→ **PASSAGE**
BEGIN

My "First" Tattoo
- yostinaaa
- Jun 22, 2024
- 3 min read
Updated: Jul 13, 2024
*this isnt my first tattoo*

Im not going to lie to you... this piece attached was my college personal essay. To this day, i still think of how it took me 9 drafts and a year to perfect this essay. Regardless of its initial purpose, I think it says a lot about me and fits in the "My Life" section of W&W.
VIII - XIX - MMXVIII is what I want tattooed on my arm. The day I fought for a breath. The day my life changed. The day that sparked the question I've been asking myself lately. Who am I?
I feared a few things for as long as I can remember. I feared disappointing people. I feared not being loved. I feared being alone. And while those fears haunt me daily, the summer of 2018 sparked a new fear. On our way home from church, my mom lost control of the car, and it rolled down a grassy hill, flipping four times. All I remember was screaming, hitting my head, and the feeling of wet grass and dirt on my fingers. Unconscious, I could still hear everything around me. My family sitting over my body screaming, the hands of a stranger trying to wake me, the EMTs lifting me into the ambulance, and the coldness as they ripped my clothing. Finally able to talk, I asked my cousin, "Where are we?". Unable to accept his words, I screamed, "No, we're still at church." I had not only forgotten memories from that day, but I lost moments of time from over the past few years. It was lying down on the hospital bed helpless, unable to move or talk, the darkness pulling me under, both emotionally and physically. I felt myself start to drift, but at the same time, there was a glimpse of light. Focusing on that light, I was filled with peace and hope, and so I pushed through the pain, and I fought for that breath.
Getting in a car after August 19, 2018, was almost impossible. Being in a car, much less looking at one, triggered so many memories. Thinking that I could get back to "normal," I went to basketball tryouts but quickly ran out. Something about the ball hitting the court reminded me of the car flipping and the bang I heard when hitting my head. Stumbling across track, I was filled with hope, but as I started to run, I felt an insane amount of pain. My knees started buckling, my hips started locking, my legs went numb, and I couldn't move, much less run. The running career I was looking forward to was taken away from me before it even started. The accident didn't just tear away my "normal," but it took my chances of something new as a reminder that I'd always be stuck.

END

→ **EXERCISE REQUIREMENTS**
(1) Reproduce the tattoo essay from "Im not going" up to and including "section of W&W.".
(2) Write what comes next in the tattoo essay, starting after its final sentence.

→ **DATASET ENTRIES**
BEGIN

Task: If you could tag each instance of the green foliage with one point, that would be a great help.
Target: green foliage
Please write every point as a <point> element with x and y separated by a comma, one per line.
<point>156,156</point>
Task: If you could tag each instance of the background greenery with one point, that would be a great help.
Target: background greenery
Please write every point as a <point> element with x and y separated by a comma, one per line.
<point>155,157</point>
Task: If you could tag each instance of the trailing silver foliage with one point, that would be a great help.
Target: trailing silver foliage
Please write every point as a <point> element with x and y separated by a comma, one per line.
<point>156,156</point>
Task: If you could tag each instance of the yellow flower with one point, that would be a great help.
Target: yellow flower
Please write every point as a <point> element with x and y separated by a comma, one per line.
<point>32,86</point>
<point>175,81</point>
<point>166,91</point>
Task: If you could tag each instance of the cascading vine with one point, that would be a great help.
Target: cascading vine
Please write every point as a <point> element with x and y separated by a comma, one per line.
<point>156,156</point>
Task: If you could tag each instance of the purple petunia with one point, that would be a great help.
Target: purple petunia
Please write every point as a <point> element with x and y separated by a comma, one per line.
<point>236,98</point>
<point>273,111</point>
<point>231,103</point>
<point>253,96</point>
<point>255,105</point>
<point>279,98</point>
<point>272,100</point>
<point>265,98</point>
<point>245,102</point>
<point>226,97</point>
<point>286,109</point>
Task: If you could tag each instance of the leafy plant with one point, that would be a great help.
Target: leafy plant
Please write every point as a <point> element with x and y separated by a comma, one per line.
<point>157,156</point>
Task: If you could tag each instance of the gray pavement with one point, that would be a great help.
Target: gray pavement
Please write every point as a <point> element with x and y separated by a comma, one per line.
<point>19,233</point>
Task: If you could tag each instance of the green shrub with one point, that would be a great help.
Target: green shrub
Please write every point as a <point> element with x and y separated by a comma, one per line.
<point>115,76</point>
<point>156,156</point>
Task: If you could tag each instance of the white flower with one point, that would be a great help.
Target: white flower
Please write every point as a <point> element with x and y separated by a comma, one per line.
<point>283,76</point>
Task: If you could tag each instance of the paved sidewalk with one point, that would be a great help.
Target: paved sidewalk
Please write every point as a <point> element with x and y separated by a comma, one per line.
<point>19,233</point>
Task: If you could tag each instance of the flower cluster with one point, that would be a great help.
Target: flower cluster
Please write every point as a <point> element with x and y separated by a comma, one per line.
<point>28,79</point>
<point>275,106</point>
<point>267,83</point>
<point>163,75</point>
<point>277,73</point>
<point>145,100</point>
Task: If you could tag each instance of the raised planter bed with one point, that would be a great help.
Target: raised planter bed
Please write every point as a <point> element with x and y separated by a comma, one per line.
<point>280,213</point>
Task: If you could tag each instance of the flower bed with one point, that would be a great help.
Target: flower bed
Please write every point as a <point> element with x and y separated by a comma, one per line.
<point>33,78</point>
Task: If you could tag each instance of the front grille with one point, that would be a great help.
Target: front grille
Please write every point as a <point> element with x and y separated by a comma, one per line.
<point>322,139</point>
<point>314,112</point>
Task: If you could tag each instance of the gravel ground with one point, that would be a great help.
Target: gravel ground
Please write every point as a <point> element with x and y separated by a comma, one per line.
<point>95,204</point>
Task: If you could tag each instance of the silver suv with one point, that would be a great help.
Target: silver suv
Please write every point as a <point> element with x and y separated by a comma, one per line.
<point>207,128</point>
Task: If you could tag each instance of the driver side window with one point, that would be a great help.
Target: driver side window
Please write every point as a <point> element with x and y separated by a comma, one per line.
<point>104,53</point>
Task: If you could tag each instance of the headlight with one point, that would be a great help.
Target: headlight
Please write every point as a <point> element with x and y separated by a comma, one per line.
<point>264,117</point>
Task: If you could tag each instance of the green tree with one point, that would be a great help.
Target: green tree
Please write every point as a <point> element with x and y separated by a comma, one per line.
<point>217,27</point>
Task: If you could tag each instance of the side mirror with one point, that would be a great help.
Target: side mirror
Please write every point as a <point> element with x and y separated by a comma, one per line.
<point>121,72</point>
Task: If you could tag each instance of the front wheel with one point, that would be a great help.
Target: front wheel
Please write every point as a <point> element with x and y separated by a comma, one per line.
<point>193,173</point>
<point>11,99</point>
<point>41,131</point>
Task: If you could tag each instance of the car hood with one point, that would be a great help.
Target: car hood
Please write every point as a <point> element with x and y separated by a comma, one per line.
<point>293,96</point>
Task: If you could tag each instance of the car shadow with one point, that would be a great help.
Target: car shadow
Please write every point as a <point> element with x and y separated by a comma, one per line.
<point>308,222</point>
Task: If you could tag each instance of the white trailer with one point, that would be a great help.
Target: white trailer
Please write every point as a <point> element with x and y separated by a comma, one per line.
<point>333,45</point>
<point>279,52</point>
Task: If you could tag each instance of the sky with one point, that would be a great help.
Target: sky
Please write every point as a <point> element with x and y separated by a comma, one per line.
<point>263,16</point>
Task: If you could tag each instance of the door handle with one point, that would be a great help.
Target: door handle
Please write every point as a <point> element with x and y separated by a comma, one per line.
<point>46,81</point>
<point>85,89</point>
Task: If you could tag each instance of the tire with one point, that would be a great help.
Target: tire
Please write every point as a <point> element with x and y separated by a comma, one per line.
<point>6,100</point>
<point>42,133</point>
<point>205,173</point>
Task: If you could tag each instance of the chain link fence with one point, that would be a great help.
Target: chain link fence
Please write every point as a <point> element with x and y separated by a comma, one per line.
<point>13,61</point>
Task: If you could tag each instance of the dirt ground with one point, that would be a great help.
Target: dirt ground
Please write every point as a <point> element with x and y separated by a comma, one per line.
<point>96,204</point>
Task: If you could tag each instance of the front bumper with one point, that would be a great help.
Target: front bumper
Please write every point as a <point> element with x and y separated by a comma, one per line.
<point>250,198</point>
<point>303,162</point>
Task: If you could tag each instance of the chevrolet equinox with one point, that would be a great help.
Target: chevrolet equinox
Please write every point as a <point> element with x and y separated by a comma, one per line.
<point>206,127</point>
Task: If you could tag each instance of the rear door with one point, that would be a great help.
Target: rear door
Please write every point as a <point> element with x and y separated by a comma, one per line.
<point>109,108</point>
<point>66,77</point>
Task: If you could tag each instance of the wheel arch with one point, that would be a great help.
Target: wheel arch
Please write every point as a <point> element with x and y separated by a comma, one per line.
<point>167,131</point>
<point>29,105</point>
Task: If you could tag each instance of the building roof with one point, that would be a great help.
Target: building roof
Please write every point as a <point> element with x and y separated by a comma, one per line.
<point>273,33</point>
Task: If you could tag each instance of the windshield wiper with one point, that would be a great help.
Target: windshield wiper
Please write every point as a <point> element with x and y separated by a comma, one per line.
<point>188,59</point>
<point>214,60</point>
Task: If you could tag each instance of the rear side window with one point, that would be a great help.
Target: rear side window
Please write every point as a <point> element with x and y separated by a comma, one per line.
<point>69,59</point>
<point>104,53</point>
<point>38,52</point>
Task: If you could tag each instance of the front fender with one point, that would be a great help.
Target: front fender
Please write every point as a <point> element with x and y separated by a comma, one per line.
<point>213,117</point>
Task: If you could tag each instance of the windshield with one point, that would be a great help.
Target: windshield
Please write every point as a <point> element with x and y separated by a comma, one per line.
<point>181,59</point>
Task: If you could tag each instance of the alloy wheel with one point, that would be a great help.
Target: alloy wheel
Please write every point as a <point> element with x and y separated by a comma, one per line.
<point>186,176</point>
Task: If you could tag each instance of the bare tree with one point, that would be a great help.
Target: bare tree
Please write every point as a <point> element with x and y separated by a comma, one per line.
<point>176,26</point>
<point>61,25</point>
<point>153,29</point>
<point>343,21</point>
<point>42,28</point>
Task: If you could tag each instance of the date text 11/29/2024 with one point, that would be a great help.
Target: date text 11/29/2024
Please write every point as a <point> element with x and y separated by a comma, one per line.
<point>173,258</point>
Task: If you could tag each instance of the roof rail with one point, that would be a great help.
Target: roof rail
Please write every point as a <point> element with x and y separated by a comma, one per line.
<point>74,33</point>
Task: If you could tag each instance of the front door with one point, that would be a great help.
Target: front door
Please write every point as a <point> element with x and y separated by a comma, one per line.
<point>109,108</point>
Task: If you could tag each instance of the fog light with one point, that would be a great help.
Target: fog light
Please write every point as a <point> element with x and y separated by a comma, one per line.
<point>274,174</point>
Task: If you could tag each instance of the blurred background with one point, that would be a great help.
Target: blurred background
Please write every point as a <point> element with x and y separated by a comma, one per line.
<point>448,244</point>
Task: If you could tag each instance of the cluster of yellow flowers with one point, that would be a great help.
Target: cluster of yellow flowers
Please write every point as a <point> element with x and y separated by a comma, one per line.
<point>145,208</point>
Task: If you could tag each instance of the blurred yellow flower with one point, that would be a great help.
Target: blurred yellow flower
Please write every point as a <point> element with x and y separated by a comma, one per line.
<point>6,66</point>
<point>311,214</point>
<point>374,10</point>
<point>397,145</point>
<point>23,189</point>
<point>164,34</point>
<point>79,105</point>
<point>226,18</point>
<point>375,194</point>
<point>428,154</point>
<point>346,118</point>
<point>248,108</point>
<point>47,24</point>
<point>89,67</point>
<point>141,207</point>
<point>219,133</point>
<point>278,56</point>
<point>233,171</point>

END

→ **TASK RESPONSES**
(1)
Im not going to lie to you... this piece attached was my college personal essay. To this day, i still think of how it took me 9 drafts and a year to perfect this essay. Regardless of its initial purpose, I think it says a lot about me and fits in the "My Life" section of W&W.

(2)
Running was my stress reliever, the place I used to forget about the endless tears that I cried at night, except, now, I found it to be the reason for more tears. Undiagnosed and living in constant pain, a mother with cancer, an absentee dad, the flashbacks of the accident, the continuous darkness eating at me pushing me to cut myself, my anxiety and insecurities sitting on my shoulders. But because of 8/19/18, I am sitting on the surface of my darkness instead of drowning in it. While I'll fight every day to stay on the surface, that breath helped me find out who I really am, who I want to be.
After years of trying to figure out the answer to the question buzzing in my head, I noticed that August 19, 2018, helped me be the girl that's no longer living in the past, but the girl who lives in the present while looking ahead to the future. It took me from being the girl who couldn't get through a traumatic event to the girl who turned it into a lesson. The girl who looked for the light in the middle of the darkness. The girl who let go of "normal."
Who am I? Today, I am nowhere near normal, I am happy, and most importantly, I am strong. Stronger than I've ever been.
Ps. I'm still terrified of cars.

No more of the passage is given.